__TASK GOAL__.
Repeat precisely the span of lines below that opens with the line containing "x=146, y=280" and closes with the line containing "x=190, y=158", both included.

Start of Block

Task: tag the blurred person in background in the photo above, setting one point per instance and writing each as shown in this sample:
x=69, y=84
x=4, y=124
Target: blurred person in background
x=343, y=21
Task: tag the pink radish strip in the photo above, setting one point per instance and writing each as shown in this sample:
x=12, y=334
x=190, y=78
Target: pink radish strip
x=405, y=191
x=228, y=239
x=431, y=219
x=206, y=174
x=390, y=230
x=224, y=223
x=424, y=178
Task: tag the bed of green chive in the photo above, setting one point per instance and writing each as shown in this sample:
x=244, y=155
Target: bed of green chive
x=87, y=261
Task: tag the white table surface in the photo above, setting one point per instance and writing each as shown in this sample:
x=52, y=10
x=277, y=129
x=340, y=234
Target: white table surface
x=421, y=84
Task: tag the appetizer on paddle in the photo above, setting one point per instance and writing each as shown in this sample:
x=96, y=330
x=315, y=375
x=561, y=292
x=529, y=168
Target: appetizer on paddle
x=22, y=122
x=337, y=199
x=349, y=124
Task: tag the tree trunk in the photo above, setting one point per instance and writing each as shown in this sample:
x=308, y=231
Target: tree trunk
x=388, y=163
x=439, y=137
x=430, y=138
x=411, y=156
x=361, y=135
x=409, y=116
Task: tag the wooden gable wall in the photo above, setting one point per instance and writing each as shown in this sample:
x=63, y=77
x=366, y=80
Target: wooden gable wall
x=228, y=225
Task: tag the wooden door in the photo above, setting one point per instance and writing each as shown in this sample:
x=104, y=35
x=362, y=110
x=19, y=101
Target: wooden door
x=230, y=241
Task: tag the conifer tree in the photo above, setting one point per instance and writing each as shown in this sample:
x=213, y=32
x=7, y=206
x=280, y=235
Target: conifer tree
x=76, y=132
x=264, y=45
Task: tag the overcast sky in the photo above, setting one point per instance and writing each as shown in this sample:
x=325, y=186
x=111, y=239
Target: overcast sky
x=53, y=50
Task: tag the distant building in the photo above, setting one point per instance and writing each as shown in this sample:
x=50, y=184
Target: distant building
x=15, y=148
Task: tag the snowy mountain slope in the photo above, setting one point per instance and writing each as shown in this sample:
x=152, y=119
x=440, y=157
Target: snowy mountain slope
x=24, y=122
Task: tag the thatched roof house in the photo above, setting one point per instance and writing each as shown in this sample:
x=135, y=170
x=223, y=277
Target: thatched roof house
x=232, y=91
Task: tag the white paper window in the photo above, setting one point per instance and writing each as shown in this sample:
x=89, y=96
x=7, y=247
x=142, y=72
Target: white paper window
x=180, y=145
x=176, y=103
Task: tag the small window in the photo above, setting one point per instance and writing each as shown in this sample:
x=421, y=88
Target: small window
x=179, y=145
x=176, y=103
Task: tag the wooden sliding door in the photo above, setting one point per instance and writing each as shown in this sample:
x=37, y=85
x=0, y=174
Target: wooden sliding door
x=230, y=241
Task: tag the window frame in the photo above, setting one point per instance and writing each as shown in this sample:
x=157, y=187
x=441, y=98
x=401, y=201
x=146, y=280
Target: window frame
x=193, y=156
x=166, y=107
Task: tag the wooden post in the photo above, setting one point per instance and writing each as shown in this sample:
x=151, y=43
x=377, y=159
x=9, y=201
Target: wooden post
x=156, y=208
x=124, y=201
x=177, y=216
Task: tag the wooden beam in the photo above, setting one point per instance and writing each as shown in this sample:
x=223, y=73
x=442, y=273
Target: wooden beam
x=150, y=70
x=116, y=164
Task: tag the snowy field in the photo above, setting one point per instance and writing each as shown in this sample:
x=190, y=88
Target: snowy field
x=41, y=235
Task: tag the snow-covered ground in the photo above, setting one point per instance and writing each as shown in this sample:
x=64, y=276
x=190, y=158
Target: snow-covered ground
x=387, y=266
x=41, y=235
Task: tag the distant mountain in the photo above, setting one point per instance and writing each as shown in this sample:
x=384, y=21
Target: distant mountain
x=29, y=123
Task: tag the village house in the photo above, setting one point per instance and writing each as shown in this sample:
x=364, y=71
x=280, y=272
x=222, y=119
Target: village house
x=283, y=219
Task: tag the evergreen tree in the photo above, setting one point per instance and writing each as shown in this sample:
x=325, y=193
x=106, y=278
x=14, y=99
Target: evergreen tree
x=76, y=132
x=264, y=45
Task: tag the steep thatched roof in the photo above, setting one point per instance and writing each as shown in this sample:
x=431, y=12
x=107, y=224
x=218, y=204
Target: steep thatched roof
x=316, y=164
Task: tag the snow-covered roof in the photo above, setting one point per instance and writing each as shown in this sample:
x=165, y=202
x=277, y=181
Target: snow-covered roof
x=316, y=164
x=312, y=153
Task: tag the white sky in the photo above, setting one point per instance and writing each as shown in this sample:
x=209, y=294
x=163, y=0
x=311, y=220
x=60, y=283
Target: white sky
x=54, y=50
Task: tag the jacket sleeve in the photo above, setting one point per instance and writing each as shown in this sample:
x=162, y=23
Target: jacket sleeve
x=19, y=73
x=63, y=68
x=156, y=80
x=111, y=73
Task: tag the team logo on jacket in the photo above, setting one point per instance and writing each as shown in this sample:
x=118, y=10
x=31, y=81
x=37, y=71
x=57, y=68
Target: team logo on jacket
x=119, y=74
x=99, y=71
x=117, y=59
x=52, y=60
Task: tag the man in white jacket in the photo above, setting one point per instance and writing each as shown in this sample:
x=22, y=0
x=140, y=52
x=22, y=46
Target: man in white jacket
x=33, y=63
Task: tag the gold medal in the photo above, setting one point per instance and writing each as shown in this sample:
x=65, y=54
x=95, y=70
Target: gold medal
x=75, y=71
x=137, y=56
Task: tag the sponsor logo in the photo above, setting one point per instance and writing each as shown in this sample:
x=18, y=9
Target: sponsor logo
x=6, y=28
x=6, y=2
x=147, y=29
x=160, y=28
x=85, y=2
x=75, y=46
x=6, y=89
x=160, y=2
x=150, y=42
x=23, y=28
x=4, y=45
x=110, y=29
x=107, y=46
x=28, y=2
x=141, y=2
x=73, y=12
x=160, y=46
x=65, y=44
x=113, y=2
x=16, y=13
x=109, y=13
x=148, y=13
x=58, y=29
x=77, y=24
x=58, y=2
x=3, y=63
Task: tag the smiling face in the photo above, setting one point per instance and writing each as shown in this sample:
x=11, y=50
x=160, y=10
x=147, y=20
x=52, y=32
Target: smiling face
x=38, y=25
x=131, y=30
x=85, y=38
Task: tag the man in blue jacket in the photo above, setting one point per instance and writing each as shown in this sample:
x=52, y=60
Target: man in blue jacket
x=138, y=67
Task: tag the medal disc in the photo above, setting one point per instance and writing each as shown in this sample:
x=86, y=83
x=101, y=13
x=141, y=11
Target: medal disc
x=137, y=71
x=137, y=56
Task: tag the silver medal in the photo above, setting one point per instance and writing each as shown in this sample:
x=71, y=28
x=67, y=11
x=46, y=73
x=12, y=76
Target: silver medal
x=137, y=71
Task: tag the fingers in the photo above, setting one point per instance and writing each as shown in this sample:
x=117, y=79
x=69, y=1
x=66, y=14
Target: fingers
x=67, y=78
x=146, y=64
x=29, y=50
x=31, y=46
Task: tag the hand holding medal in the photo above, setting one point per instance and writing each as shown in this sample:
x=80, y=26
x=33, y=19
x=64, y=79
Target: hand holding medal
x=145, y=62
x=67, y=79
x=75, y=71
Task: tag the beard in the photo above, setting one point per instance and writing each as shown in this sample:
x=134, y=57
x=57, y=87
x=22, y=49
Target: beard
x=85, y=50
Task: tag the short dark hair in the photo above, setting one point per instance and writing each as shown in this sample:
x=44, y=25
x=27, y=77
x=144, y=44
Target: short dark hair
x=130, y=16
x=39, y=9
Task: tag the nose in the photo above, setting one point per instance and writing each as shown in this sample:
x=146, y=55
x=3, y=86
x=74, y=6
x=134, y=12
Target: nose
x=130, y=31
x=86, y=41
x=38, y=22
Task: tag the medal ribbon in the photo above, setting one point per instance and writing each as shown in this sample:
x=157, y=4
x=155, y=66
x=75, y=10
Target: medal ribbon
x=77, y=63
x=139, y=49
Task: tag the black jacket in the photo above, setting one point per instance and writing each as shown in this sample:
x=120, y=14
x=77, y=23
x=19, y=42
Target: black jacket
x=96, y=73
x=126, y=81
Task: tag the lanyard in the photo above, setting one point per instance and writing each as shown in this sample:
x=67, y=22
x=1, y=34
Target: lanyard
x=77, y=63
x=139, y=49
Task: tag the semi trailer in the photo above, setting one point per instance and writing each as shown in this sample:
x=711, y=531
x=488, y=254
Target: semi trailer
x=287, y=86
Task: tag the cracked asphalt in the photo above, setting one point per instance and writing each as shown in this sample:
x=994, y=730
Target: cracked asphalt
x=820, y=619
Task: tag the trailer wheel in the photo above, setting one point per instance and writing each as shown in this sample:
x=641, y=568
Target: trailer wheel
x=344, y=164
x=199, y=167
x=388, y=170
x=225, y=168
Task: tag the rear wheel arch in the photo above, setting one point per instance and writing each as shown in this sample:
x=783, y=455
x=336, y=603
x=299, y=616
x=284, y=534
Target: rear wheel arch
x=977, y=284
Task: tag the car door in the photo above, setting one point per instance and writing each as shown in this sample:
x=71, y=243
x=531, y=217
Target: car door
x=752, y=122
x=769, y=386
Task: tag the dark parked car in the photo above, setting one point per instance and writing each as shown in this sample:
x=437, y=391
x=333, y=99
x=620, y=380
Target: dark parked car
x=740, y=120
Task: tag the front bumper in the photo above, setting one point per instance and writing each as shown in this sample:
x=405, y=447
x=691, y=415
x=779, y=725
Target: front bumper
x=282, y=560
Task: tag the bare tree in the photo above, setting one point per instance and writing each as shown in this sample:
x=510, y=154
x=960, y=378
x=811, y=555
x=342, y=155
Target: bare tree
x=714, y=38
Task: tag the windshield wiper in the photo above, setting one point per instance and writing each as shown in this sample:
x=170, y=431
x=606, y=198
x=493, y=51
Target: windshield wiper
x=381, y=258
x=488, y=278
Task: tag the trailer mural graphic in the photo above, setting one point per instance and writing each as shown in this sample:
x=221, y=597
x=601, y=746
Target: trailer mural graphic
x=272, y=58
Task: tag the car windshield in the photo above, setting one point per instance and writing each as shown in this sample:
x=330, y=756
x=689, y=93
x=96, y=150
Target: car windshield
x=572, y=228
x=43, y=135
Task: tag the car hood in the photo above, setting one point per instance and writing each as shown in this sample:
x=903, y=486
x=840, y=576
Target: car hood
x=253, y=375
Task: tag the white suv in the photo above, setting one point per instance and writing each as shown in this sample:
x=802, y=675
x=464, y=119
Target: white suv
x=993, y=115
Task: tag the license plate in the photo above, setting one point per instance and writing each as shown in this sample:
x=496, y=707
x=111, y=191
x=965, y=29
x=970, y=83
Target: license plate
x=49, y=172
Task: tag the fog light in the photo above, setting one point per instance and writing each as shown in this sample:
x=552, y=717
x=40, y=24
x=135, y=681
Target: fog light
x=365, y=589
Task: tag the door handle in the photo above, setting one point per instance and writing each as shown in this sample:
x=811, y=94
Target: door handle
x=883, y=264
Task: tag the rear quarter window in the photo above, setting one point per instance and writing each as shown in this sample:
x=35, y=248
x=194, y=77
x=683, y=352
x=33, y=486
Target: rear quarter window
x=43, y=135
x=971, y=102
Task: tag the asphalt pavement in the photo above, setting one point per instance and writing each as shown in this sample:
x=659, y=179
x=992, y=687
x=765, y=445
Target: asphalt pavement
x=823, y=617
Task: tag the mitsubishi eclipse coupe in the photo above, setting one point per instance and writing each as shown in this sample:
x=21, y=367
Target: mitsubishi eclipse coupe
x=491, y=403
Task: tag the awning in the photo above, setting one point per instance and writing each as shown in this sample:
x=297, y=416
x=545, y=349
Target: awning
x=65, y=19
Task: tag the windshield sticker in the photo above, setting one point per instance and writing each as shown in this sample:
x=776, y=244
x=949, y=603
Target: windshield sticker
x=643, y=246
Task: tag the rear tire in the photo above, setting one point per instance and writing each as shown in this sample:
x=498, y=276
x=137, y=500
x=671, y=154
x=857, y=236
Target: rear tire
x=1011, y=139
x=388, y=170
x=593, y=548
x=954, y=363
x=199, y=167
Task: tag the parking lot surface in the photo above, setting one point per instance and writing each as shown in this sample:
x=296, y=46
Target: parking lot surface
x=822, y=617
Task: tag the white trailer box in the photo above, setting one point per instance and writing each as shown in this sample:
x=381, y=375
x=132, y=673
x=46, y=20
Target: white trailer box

End of Block

__ANSWER FOR THE TASK__.
x=146, y=280
Target: window frame
x=193, y=156
x=166, y=107
Task: tag the wooden post in the photo above, setting one point per instance and writing each as shown in this sample:
x=151, y=43
x=377, y=159
x=9, y=201
Target: wooden post
x=156, y=208
x=124, y=201
x=177, y=216
Task: tag the wooden beam in the photo above, setting one point per instance and writing each as shown in this sample:
x=223, y=73
x=442, y=273
Target: wooden beam
x=150, y=70
x=116, y=164
Task: tag the snowy field in the photo above, setting one point per instance and writing each as shown in this sample:
x=190, y=88
Target: snowy field
x=41, y=235
Task: tag the snow-covered ground in the photo above, setting one point per instance and writing each as shown in this sample:
x=64, y=276
x=190, y=158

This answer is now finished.